• [Extracted text]:
With two households, the cost is not much different from when we lived in our home. All I can say is that paying that tithing has worked. I haven’t had a dunning phone call since selling the house.

T don’t probe and seek anything from my DD2. She sometimes just tells me stuff out of the blue. I’ve never asked her anything about what WW is doing. I think DD2, came here to stay with me in part to learn what had happened. She was very angry that we have kept this whole thing under wraps and her in the dark...said she deserved to know why her life was falling apart like it is. I felt very chastised about it...just thought I was doing the right thing. From the letter above, it feels like it’s too late although I’m confused about why WW has never filed for D. I keep hanging in here. It hurts to love and care about someone so much and have them hate you in return.

I am composing exposure letters for family. That is nearly done. I will just talk to close friends. WW says OM is long divorced so I don’t know what to do about calling his W or exW or whatever she is. What about calling UAL? Does anyone on here work for them? Do they have a non-fraternization policy? So, where am I. What have I done wrong here? Where do I go from here? Dr. Harley said to stay in Plan A for now during exposure, and see where that goes. Am I saying and doing things the right way...the way the Harleys would say to do it? He told me to stick with you guys. Thanks in advance for pitching in here and helping me figure this out.

(Descriptions of regions in natural language)
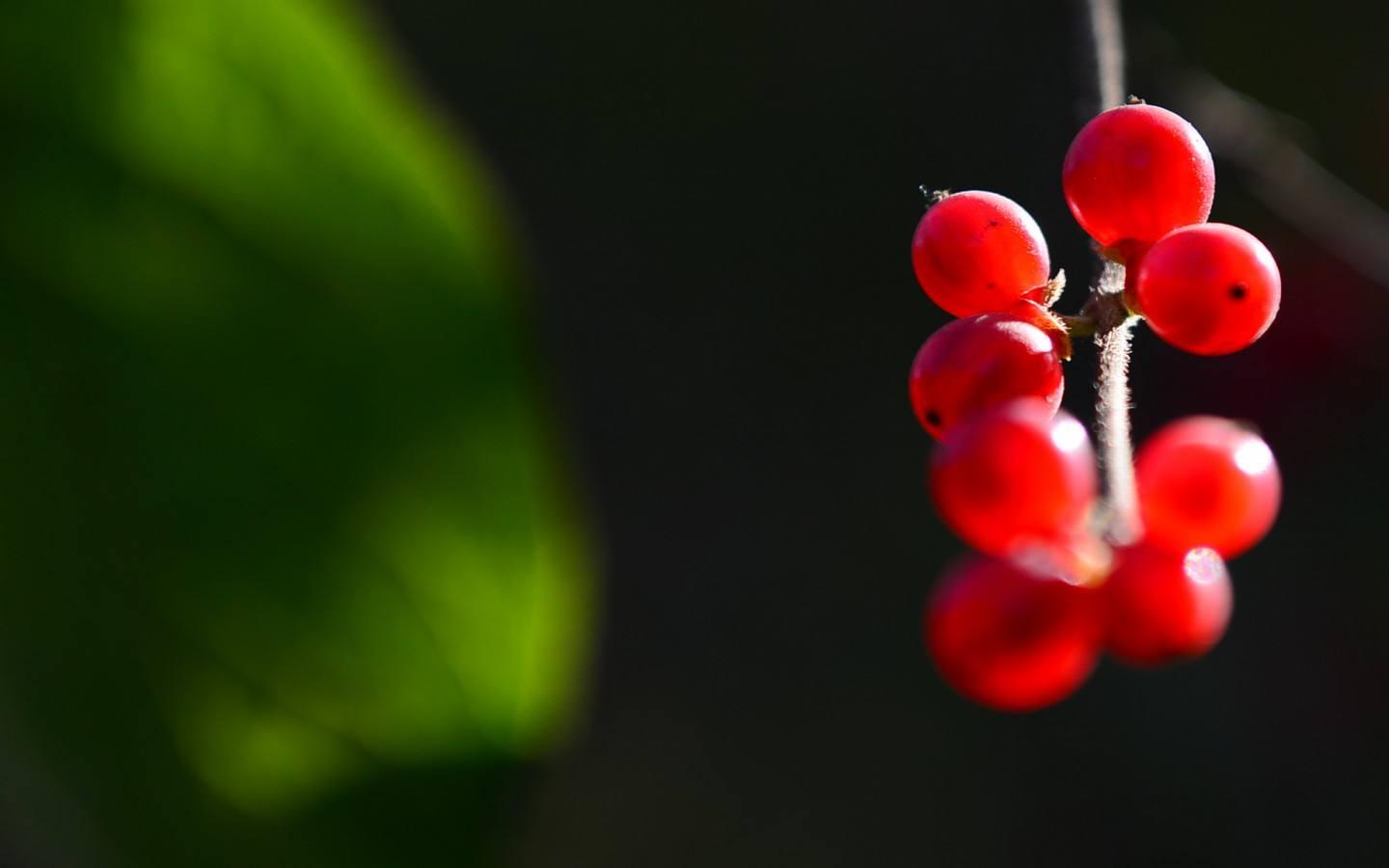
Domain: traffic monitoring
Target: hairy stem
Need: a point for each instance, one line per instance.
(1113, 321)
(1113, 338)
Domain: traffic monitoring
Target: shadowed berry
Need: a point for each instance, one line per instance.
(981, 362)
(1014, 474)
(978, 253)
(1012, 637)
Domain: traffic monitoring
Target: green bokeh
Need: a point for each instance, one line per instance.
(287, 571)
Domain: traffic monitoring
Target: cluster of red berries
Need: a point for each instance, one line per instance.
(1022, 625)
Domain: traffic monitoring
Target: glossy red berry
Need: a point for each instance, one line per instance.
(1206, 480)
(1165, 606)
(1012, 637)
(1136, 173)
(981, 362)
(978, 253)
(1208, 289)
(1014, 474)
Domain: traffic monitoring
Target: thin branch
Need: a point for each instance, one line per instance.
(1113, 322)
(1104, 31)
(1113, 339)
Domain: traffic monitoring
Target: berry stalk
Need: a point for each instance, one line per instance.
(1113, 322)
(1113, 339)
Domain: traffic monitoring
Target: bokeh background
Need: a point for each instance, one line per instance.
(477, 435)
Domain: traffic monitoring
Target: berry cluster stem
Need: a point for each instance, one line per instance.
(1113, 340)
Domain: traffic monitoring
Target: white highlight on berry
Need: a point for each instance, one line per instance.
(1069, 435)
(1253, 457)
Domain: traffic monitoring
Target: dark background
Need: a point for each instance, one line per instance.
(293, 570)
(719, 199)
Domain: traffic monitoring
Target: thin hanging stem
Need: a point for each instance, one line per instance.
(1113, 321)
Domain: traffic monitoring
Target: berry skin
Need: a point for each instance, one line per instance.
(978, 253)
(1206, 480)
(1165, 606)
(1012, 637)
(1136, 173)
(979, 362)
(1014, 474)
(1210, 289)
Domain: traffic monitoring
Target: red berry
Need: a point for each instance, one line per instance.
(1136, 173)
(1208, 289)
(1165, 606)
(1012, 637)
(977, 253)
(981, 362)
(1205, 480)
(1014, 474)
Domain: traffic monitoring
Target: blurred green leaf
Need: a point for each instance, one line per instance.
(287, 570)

• [Task 1]: In the personal account about the marriage, what did Dr. Harley advise doing during exposure?
• [Task 2]: Carry the personal account about the marriage forward from its final sentence.

• [Written response 1]: Stay in Plan A for now during exposure and see where that goes.

• [Written response 2]:
RoT

Here's an update: Since I wrote the above statements yesterday, I have counseled together with two close and trusted friends who were former bishops in my church. One of them said that it always went better with WWs or WHs if they came in to him without being confronted by him about it. The other friend said that I should expose as I told you earlier in the above epistle, but that after hearing our other friend's reasoning, he said that I could at least talk to my wife's present bishop and let him know of the pain both of us are going through. Telling my wife's parents of their daughter's present life does not feel right to me anymore. Her parents are in their 80s and in frail health. This could be disastrous emotionally and physically for them. Telling all the siblings and my children, rings of being a tattletale and vengeful. I do not want to dishonor my wife in any way ever to my children! I'm not feeling like I want to expose anymore. I will listen to rebuttals. I know this is against the Harley's recommendations and against what I said above. I am one confused and drowning in the "River of Tears" soul.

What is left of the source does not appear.